### THE REQUEST
Lay out the entries below as a numbered list, from the line containing "hand in this photo." through the end of the entries, with blank lines omitted. Leave the pictures out of the answer.

### INPUT FOR THIS TASK
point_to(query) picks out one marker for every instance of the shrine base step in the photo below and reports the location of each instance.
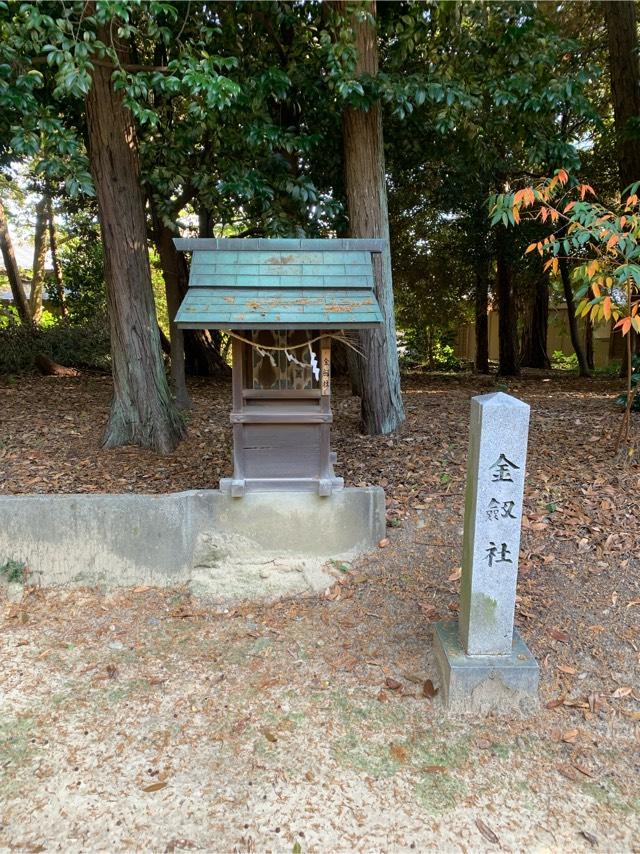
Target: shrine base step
(262, 546)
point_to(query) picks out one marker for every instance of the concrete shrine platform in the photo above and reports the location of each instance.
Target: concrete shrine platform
(261, 546)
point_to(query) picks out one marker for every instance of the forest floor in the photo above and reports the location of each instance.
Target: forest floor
(145, 719)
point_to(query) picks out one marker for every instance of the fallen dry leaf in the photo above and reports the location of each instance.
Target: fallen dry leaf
(399, 753)
(155, 787)
(270, 736)
(429, 690)
(486, 831)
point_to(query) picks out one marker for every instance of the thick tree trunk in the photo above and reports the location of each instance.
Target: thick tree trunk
(583, 367)
(365, 181)
(55, 258)
(533, 352)
(13, 273)
(142, 410)
(622, 36)
(507, 326)
(482, 318)
(39, 252)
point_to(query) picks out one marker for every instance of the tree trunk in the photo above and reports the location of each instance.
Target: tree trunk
(624, 68)
(365, 181)
(482, 318)
(13, 273)
(588, 344)
(534, 334)
(39, 252)
(507, 325)
(55, 258)
(583, 367)
(142, 411)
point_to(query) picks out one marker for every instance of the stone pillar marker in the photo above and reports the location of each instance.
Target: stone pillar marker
(484, 664)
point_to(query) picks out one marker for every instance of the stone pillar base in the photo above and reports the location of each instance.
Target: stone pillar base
(485, 684)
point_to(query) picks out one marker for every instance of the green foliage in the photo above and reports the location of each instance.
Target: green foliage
(429, 349)
(621, 400)
(78, 346)
(82, 262)
(563, 362)
(13, 572)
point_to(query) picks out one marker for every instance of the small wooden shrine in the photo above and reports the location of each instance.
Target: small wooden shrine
(282, 301)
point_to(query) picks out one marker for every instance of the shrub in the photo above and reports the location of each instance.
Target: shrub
(76, 346)
(621, 400)
(563, 362)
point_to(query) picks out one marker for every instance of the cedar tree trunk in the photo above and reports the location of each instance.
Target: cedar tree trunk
(365, 182)
(11, 268)
(622, 36)
(507, 325)
(142, 410)
(583, 367)
(39, 252)
(534, 334)
(482, 318)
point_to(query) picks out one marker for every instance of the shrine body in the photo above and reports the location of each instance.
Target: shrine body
(283, 302)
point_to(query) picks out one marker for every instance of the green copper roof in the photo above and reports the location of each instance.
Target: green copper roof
(243, 284)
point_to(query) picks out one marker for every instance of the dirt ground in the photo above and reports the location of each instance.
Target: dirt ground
(143, 719)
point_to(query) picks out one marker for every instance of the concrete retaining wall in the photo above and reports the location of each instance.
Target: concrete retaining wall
(261, 546)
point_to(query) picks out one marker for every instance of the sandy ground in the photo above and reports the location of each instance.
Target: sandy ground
(145, 720)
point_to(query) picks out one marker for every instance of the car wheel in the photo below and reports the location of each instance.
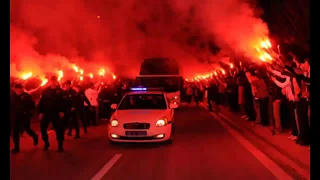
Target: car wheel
(112, 142)
(169, 141)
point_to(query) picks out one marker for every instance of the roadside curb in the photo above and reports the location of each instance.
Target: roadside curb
(277, 154)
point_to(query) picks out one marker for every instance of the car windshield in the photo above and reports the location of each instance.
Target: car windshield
(143, 101)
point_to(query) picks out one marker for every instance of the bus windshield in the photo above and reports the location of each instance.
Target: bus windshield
(170, 84)
(159, 66)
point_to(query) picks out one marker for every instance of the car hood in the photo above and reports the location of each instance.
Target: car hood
(145, 116)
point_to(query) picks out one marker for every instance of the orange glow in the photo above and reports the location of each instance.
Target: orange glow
(102, 72)
(60, 75)
(26, 76)
(75, 68)
(81, 71)
(91, 75)
(44, 81)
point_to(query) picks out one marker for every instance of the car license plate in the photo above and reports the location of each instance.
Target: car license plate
(136, 133)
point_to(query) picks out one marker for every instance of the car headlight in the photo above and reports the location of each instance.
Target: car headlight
(114, 123)
(162, 122)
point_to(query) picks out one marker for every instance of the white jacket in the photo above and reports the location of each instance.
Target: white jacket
(286, 86)
(92, 96)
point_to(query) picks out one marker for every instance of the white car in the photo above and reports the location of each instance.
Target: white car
(142, 116)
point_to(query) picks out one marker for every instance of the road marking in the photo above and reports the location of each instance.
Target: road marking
(267, 162)
(107, 167)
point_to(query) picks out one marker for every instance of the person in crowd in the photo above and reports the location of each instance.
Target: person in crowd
(196, 93)
(107, 97)
(232, 91)
(78, 101)
(51, 109)
(289, 91)
(222, 90)
(276, 100)
(22, 106)
(189, 93)
(253, 78)
(241, 97)
(211, 93)
(69, 115)
(301, 83)
(201, 91)
(92, 94)
(261, 97)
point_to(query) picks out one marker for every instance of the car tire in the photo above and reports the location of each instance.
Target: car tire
(169, 141)
(112, 142)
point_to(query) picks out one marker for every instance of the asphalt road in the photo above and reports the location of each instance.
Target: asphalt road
(202, 149)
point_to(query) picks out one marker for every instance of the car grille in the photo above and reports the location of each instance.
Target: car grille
(136, 126)
(138, 138)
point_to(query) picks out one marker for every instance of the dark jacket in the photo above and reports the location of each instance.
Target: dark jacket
(78, 100)
(52, 101)
(22, 104)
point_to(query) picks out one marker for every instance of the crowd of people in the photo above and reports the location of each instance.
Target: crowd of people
(64, 106)
(270, 95)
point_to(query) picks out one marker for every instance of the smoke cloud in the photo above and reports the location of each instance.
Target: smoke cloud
(119, 34)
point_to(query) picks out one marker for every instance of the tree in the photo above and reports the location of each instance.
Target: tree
(291, 21)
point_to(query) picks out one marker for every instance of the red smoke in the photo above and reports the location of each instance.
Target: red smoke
(48, 35)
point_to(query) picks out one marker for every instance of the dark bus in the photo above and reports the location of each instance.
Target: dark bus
(164, 73)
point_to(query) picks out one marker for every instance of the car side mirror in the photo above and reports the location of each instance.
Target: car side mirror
(114, 106)
(173, 106)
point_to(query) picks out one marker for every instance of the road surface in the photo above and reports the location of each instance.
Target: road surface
(202, 149)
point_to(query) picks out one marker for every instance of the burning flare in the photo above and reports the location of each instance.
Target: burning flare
(26, 76)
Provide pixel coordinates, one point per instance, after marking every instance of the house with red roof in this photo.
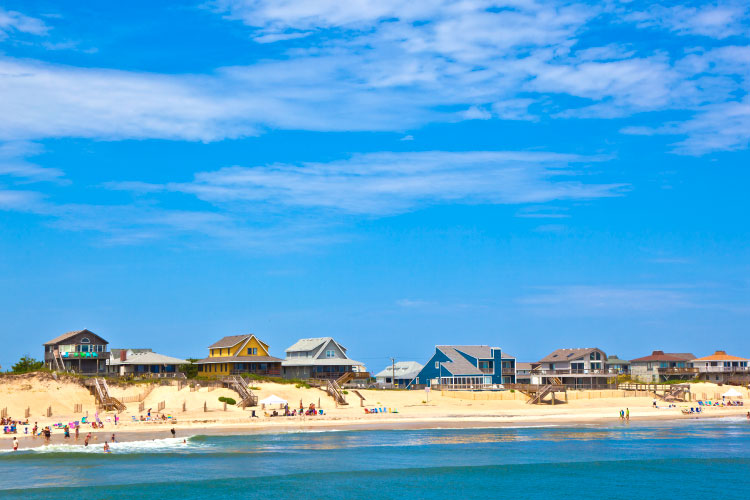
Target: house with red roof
(662, 366)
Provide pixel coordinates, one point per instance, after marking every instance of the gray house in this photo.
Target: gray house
(398, 374)
(321, 358)
(80, 351)
(575, 368)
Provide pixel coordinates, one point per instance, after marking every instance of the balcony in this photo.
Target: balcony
(723, 369)
(684, 370)
(572, 372)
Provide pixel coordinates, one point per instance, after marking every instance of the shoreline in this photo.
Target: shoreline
(134, 433)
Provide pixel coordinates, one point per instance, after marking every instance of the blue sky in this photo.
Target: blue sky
(395, 174)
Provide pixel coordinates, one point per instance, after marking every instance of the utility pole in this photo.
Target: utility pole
(393, 372)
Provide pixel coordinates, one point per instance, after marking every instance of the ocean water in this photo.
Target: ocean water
(684, 459)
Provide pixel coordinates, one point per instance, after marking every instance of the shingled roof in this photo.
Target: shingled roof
(664, 356)
(233, 340)
(67, 335)
(567, 354)
(459, 365)
(721, 356)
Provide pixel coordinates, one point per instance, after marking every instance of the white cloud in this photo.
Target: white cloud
(596, 299)
(391, 183)
(14, 162)
(717, 20)
(718, 127)
(12, 21)
(386, 66)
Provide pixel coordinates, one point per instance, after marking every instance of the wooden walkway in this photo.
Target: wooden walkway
(537, 392)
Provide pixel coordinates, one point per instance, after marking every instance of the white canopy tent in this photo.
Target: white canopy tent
(732, 393)
(273, 400)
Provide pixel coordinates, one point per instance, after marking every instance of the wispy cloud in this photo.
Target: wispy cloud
(596, 299)
(394, 66)
(716, 20)
(12, 21)
(14, 162)
(391, 183)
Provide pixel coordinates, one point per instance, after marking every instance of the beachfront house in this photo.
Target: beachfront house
(662, 366)
(578, 368)
(455, 367)
(722, 368)
(617, 365)
(80, 351)
(143, 362)
(398, 375)
(508, 365)
(320, 358)
(239, 354)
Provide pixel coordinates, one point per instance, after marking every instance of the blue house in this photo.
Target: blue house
(467, 367)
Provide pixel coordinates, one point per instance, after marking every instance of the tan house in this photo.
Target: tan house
(721, 367)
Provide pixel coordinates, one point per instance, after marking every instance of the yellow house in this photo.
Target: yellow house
(239, 354)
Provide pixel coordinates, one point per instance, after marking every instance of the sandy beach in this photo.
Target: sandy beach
(414, 410)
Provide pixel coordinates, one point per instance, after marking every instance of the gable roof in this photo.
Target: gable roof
(65, 336)
(233, 340)
(614, 360)
(147, 357)
(403, 369)
(314, 344)
(721, 356)
(568, 354)
(459, 365)
(664, 356)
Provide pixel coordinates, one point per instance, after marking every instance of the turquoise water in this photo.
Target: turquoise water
(685, 459)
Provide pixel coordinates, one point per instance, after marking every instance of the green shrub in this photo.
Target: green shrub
(27, 364)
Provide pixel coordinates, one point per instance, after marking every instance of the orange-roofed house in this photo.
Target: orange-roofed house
(722, 367)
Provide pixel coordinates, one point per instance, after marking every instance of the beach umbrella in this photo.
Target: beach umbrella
(273, 400)
(732, 393)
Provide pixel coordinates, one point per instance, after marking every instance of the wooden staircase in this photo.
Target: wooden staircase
(247, 397)
(334, 390)
(59, 365)
(537, 393)
(105, 399)
(675, 393)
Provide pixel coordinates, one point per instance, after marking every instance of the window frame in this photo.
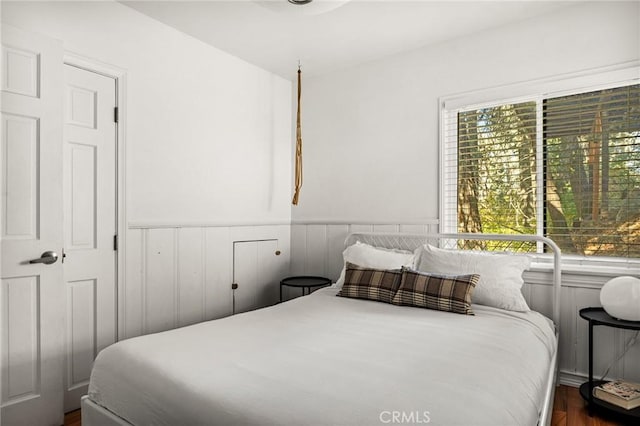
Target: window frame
(563, 85)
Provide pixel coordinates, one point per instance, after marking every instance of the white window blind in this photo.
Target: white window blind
(567, 167)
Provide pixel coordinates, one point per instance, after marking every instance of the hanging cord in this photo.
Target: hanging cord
(630, 343)
(298, 181)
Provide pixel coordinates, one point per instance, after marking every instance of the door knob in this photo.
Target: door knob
(48, 257)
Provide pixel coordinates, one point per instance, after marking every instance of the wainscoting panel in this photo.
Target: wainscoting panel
(317, 249)
(181, 275)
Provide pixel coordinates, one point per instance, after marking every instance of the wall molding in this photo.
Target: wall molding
(364, 222)
(213, 224)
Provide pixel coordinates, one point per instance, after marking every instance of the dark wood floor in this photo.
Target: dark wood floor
(568, 410)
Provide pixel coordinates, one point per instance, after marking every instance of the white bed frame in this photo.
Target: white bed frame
(96, 415)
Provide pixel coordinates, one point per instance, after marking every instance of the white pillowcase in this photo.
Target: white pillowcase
(500, 275)
(368, 256)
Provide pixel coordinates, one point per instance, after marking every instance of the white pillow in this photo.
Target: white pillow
(368, 256)
(500, 275)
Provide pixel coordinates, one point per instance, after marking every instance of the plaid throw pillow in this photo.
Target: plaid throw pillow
(441, 292)
(372, 284)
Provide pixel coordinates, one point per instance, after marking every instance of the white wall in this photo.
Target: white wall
(208, 135)
(371, 147)
(208, 147)
(371, 132)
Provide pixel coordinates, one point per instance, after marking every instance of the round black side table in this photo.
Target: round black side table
(305, 282)
(598, 316)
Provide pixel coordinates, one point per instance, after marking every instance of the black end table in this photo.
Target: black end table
(304, 282)
(598, 316)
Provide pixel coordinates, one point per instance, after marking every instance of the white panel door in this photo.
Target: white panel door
(89, 223)
(32, 297)
(257, 270)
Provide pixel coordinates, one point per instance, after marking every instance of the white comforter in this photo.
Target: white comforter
(326, 360)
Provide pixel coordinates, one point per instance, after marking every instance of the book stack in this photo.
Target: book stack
(620, 393)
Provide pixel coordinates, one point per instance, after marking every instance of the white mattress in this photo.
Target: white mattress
(326, 360)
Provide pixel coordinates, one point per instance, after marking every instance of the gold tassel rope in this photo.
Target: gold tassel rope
(298, 182)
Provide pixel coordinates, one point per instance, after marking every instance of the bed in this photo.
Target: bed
(327, 360)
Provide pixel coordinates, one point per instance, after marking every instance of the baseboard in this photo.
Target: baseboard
(572, 379)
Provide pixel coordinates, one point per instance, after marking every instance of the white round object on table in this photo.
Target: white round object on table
(620, 298)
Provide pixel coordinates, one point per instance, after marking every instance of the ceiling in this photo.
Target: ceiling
(328, 35)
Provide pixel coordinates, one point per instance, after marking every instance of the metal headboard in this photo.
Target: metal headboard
(413, 241)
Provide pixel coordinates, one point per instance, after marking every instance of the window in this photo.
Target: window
(566, 167)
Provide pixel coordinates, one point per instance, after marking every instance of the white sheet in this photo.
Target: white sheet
(321, 360)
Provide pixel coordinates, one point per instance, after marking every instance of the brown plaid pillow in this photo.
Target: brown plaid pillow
(368, 283)
(442, 292)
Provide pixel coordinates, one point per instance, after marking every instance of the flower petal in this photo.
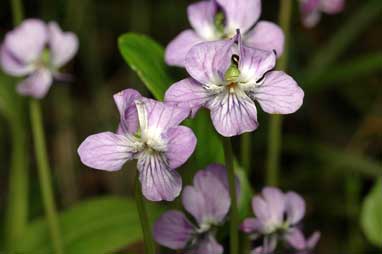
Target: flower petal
(37, 84)
(159, 182)
(266, 36)
(279, 94)
(125, 101)
(207, 245)
(63, 46)
(254, 63)
(295, 207)
(208, 61)
(173, 230)
(313, 240)
(187, 93)
(233, 113)
(13, 66)
(201, 16)
(178, 48)
(332, 6)
(105, 151)
(208, 200)
(240, 14)
(276, 203)
(157, 115)
(26, 42)
(181, 144)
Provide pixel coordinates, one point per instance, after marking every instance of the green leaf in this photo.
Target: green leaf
(146, 57)
(100, 225)
(246, 192)
(209, 148)
(11, 103)
(371, 215)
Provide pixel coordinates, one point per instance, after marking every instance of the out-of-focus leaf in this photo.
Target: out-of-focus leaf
(342, 39)
(371, 215)
(102, 225)
(209, 148)
(146, 57)
(246, 192)
(337, 158)
(348, 71)
(10, 101)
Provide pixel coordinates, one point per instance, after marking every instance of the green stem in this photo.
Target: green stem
(246, 151)
(234, 215)
(17, 209)
(143, 217)
(274, 137)
(44, 175)
(17, 12)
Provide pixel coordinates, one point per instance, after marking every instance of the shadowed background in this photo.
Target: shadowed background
(332, 147)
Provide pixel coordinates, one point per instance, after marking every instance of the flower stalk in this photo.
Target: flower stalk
(17, 207)
(144, 219)
(274, 138)
(45, 176)
(234, 215)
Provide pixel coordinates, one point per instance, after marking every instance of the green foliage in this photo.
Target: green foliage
(146, 57)
(10, 102)
(371, 216)
(101, 225)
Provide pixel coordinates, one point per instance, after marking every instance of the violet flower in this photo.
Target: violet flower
(208, 202)
(149, 131)
(227, 78)
(311, 10)
(277, 217)
(213, 20)
(37, 50)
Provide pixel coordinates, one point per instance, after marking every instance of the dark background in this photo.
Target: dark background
(332, 147)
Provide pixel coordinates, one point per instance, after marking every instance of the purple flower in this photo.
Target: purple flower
(208, 202)
(213, 20)
(311, 10)
(227, 78)
(149, 131)
(277, 216)
(37, 50)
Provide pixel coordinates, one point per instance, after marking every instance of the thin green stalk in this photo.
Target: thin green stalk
(44, 176)
(17, 12)
(17, 209)
(17, 206)
(274, 137)
(234, 215)
(246, 151)
(143, 217)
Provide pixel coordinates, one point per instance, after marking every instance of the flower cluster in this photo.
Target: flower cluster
(214, 20)
(37, 50)
(208, 202)
(149, 131)
(311, 10)
(277, 217)
(227, 77)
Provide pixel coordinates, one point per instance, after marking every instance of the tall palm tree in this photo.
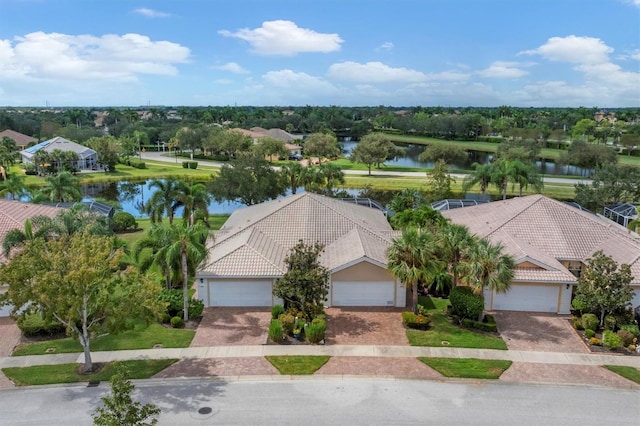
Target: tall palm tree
(164, 200)
(61, 188)
(412, 259)
(454, 242)
(488, 266)
(195, 199)
(186, 243)
(13, 186)
(293, 173)
(481, 174)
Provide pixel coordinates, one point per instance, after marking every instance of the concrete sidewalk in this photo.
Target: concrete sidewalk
(333, 351)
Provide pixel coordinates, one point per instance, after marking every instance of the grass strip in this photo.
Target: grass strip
(468, 368)
(68, 373)
(630, 373)
(296, 365)
(139, 338)
(443, 333)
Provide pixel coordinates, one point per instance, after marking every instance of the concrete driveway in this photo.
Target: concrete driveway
(541, 332)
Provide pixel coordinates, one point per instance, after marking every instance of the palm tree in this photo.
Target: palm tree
(13, 186)
(487, 266)
(61, 188)
(186, 244)
(165, 199)
(454, 242)
(195, 199)
(293, 173)
(481, 174)
(412, 259)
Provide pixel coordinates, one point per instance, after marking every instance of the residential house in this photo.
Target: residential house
(87, 157)
(248, 253)
(550, 242)
(22, 141)
(13, 215)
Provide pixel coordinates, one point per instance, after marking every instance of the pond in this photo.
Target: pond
(411, 158)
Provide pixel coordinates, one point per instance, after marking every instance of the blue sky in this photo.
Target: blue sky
(320, 52)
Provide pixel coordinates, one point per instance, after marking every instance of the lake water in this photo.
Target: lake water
(411, 158)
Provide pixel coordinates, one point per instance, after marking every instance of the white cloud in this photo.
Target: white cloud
(574, 49)
(231, 67)
(150, 13)
(373, 72)
(285, 38)
(501, 69)
(386, 46)
(58, 56)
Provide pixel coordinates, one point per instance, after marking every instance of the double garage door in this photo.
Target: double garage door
(259, 293)
(240, 293)
(526, 298)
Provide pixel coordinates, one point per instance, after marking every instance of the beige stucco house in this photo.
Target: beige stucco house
(550, 242)
(13, 215)
(247, 255)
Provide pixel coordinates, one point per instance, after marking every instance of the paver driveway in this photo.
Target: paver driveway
(233, 326)
(365, 326)
(541, 332)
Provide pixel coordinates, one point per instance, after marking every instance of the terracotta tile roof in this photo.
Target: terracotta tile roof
(538, 226)
(14, 213)
(18, 138)
(255, 240)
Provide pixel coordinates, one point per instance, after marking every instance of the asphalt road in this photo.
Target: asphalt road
(335, 401)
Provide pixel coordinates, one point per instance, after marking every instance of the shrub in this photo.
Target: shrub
(315, 331)
(611, 339)
(632, 328)
(287, 320)
(35, 325)
(610, 322)
(176, 322)
(626, 337)
(276, 332)
(466, 304)
(276, 311)
(577, 323)
(589, 321)
(418, 322)
(122, 221)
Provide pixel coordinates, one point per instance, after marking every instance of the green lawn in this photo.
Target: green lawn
(443, 331)
(297, 364)
(468, 368)
(68, 373)
(138, 338)
(630, 373)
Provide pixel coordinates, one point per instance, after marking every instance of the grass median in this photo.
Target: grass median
(68, 373)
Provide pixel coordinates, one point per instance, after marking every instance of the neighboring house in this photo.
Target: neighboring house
(22, 141)
(247, 255)
(13, 215)
(257, 133)
(550, 242)
(87, 157)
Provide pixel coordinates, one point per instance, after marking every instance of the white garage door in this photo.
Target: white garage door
(527, 298)
(363, 293)
(240, 293)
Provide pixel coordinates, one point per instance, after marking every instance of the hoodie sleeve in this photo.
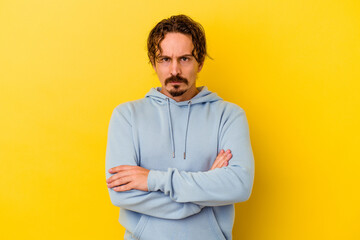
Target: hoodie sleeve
(221, 186)
(120, 150)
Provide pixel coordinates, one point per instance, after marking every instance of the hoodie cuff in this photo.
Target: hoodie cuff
(154, 180)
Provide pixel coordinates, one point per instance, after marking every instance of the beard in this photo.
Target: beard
(175, 91)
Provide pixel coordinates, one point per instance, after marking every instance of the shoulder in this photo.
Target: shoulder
(229, 108)
(127, 108)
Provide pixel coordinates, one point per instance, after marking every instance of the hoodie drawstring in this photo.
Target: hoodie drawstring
(187, 125)
(171, 130)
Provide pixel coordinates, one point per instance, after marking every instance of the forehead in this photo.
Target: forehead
(176, 44)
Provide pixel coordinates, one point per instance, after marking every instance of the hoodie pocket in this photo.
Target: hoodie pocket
(199, 226)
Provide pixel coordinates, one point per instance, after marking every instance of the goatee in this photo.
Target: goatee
(175, 92)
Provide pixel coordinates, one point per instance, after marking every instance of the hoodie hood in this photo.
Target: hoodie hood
(204, 95)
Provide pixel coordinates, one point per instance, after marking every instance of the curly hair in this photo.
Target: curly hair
(179, 24)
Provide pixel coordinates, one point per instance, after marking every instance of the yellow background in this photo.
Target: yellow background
(293, 66)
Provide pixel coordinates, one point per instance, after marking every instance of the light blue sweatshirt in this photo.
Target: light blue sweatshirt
(178, 142)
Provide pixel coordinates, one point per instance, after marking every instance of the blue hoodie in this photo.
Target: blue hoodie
(178, 142)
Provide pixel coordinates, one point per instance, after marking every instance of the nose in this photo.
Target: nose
(175, 68)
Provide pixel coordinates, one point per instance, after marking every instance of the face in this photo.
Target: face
(176, 68)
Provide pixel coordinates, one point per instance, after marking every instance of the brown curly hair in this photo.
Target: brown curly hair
(180, 24)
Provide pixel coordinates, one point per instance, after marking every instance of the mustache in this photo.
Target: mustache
(176, 78)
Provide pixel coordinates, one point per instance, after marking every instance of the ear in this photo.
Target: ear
(200, 66)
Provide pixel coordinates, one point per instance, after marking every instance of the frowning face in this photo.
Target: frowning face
(176, 67)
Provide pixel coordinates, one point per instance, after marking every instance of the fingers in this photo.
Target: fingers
(119, 181)
(123, 188)
(222, 159)
(120, 168)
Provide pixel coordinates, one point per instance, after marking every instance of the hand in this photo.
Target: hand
(128, 177)
(222, 159)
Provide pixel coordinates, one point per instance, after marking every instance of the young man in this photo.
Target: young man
(178, 159)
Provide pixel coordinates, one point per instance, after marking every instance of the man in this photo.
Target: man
(166, 164)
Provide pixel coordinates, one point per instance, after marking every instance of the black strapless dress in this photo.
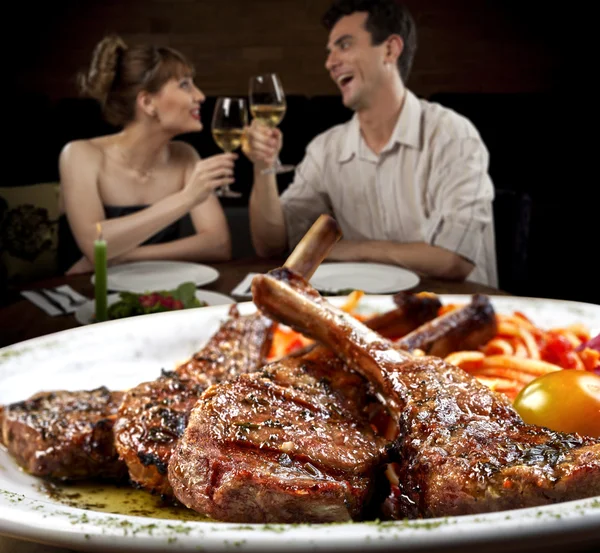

### WRITTEN RESPONSE
1. Provide pixel coordinates, one point per instance, after marking every instance of the hand in this photo.
2. Target: hand
3. (128, 177)
4. (222, 159)
5. Provide pixel coordinates, one point per instance, after marking every instance of the young man in this photo.
6. Target: young man
7. (178, 159)
8. Provide pixel coordinates, one point per instance, after marking every instance of the man in this photo.
9. Target: man
10. (166, 164)
11. Provide pixel coordinates, one point per instance, after marking every instance of the black strapless dress in this photo.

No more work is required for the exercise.